**Task to carry out**
Arrange every line of the rows below as a Markdown table with two columns, Number and Line. Put each line's number under Number and the line itself under Line, and skip any blank lines.

Top of Record excerpts

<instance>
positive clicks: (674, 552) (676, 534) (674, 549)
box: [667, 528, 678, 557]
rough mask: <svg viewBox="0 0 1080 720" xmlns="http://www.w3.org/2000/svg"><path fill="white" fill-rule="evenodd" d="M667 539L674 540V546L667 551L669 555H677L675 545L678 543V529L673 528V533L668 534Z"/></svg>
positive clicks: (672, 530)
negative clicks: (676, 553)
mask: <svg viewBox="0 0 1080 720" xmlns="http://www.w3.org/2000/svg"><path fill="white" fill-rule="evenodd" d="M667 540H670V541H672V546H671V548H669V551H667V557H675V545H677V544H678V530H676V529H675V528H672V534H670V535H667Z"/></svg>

Bottom of Record excerpts

**Finished exercise**
| Number | Line |
|---|---|
| 1 | <instance> |
| 2 | positive clicks: (674, 552) (676, 534) (674, 549) |
| 3 | box: [667, 528, 678, 557] |
| 4 | rough mask: <svg viewBox="0 0 1080 720" xmlns="http://www.w3.org/2000/svg"><path fill="white" fill-rule="evenodd" d="M667 539L674 540V546L667 551L669 555H677L675 545L678 543V529L673 528V533L668 534Z"/></svg> |
| 5 | positive clicks: (672, 530) |
| 6 | negative clicks: (676, 553) |
| 7 | mask: <svg viewBox="0 0 1080 720" xmlns="http://www.w3.org/2000/svg"><path fill="white" fill-rule="evenodd" d="M667 540H670V541H672V546H671V548H669V551H667V557H675V545H677V544H678V530H676V529H675V528H672V534H670V535H667Z"/></svg> |